> Task directions
The result should be a verbatim copy of the whole listing.

> Information supplied

..........

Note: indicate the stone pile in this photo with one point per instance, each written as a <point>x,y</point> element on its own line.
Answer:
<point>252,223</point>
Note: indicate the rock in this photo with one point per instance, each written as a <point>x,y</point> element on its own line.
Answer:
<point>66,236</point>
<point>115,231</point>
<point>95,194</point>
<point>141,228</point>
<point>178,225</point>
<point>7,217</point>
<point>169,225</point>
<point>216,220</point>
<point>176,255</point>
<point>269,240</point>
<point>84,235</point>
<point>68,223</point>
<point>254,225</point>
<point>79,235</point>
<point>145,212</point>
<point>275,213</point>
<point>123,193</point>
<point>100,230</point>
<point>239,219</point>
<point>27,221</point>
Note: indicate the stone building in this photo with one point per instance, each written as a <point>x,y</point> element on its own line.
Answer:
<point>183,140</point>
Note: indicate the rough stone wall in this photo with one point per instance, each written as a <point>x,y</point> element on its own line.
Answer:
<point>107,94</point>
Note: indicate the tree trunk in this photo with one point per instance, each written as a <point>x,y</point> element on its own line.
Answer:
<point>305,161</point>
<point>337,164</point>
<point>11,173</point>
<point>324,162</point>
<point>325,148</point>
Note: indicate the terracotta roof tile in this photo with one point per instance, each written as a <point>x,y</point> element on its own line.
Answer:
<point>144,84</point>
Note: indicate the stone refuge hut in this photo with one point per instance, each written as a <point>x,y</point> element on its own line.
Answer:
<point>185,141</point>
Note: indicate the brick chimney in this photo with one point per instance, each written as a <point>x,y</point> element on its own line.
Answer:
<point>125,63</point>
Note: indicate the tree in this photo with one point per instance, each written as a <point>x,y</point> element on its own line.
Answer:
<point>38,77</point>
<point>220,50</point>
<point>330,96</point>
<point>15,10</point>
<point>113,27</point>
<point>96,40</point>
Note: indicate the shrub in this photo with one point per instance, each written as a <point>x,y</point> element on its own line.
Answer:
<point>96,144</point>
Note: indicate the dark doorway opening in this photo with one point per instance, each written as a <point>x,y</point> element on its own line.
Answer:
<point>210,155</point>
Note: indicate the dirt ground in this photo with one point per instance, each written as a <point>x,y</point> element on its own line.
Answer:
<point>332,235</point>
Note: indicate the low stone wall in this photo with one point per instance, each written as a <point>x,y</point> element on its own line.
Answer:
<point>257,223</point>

..........

> Written answer
Note: indicate the stone pile in this photo with one point per instance, each written as a <point>x,y</point> element on its own line.
Answer:
<point>252,223</point>
Note: indicate the rock in this photo with one point per instance, each written as a <point>x,y</point> element on its own line.
Answer:
<point>66,236</point>
<point>115,231</point>
<point>95,194</point>
<point>141,228</point>
<point>178,225</point>
<point>7,217</point>
<point>169,225</point>
<point>216,220</point>
<point>176,255</point>
<point>269,240</point>
<point>84,235</point>
<point>68,223</point>
<point>254,225</point>
<point>79,235</point>
<point>145,212</point>
<point>275,213</point>
<point>123,193</point>
<point>100,230</point>
<point>239,219</point>
<point>27,221</point>
Note: indicate the stone building in this photo with one point per instance, each written as a <point>x,y</point> element on its own line.
Answer:
<point>183,140</point>
Note: indicate the rough stone wall in this photo with one point per instance, each written as a <point>x,y</point> element on its own line.
Answer:
<point>107,94</point>
Note: indicate the tree trunk in this photo with one point per instance, each written as a <point>x,y</point> element on its own line.
Answer:
<point>305,161</point>
<point>337,164</point>
<point>11,173</point>
<point>324,162</point>
<point>325,148</point>
Note: indicate the terracotta roof tile in this photo with one point per instance, each written as a <point>x,y</point> element on its own line.
Answer:
<point>144,84</point>
Note: indicate the stone refuge hut in this photo with one point per instance, each written as a <point>x,y</point> element on its own line.
Answer:
<point>185,141</point>
Note: indicate the brick chimney in this photo with one point per instance, each written as a <point>x,y</point> element on its own line.
Answer:
<point>125,63</point>
Note: indicate the tree in this photo with one point per instance, each written as a <point>x,y</point> element on its own line.
Answer:
<point>38,77</point>
<point>220,50</point>
<point>330,96</point>
<point>15,10</point>
<point>113,27</point>
<point>96,40</point>
Note: indicate the shrub in this photo with one point per instance, each written as a <point>x,y</point> element on its own line.
Answer:
<point>96,144</point>
Note: indicate the dark doorway opening in this photo with one point per instance, each written as a <point>x,y</point> element on its own line.
Answer:
<point>210,155</point>
Note: indicate the dirt ground in this photo with one point per instance, each written as a <point>x,y</point> element on its own line.
Answer:
<point>332,235</point>
Note: indicate the low stone wall in this photo with one point per instance, each written as a <point>x,y</point> element on its own line.
Answer:
<point>257,223</point>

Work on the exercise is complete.